[RECORDS PROVIDED]

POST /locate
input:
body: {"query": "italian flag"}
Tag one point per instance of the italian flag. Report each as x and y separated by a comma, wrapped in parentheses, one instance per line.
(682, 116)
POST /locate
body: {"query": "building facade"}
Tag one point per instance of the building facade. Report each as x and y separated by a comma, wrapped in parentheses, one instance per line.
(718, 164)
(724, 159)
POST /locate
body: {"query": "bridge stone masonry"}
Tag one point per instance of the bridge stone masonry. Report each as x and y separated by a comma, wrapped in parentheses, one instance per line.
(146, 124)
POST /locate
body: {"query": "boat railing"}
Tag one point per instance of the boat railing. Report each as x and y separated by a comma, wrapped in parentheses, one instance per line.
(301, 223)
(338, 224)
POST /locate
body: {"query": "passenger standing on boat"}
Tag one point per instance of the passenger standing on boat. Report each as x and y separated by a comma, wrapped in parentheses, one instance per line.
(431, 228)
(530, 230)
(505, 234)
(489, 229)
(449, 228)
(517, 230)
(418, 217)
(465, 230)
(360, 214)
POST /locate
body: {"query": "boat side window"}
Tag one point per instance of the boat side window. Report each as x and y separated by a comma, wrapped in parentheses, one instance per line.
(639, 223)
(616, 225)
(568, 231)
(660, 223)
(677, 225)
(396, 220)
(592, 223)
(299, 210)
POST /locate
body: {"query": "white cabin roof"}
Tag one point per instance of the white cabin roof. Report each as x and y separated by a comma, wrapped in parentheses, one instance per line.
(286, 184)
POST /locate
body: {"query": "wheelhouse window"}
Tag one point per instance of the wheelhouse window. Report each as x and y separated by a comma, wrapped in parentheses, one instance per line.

[THE REQUEST] Write out all the records above again, swapping "instance" for "occurrence" wherever it occurs and keeping everything else the same.

[THE COMPLETED TASK]
POST /locate
input:
body: {"query": "italian flag"}
Tag one point per occurrence of the italian flag. Report each as x and y separated by a comma, wrapped in parentheses, one occurrence per line.
(682, 116)
POST /locate
body: {"query": "building facade"}
Tag one point per occurrence of the building facade. Report each as x and y separated by a comma, wrapped in parentheses, one occurrence per line.
(718, 164)
(724, 159)
POST /locate
body: {"query": "bridge stone masonry"}
Tag one point per occurrence of the bridge stone masonry. Report each as x and y separated by a comma, wrapped in parentheses, one occurrence per line.
(146, 124)
POST /locate
body: {"query": "boat railing"}
Tag one point per occurrence of the boat railing. Report each as x and y separated by a comma, wrapped in parentheses, one occurrence per line.
(301, 223)
(338, 224)
POST /locate
body: {"query": "passenger standing on boat"}
Tag one point per occurrence of the passenger standing on boat. Report each as x and y separated by a comma, wrapped in parentheses, one occurrence per line.
(431, 228)
(530, 230)
(505, 234)
(489, 229)
(449, 228)
(517, 230)
(418, 217)
(465, 230)
(360, 214)
POST /locate
body: {"query": "boat side window"}
Tag one point per occurrence of the boat side window. Report each as x and y separated by a comma, wrapped in parentheses, one occurrence per line.
(639, 223)
(616, 225)
(568, 231)
(660, 223)
(677, 225)
(396, 220)
(592, 223)
(299, 210)
POST /locate
body: {"query": "white cabin roof"}
Tag one point per occurrence of the white cabin roof. Report each as x and y separated by a comma, wrapped in parentheses, one occurrence per line.
(286, 184)
POST /locate
body: {"query": "wheelhouse window"}
Tag one point per occurrence of the wheelhouse window. Report each as x and y separated by a comma, wrapped in parentheses, one occurrence per line.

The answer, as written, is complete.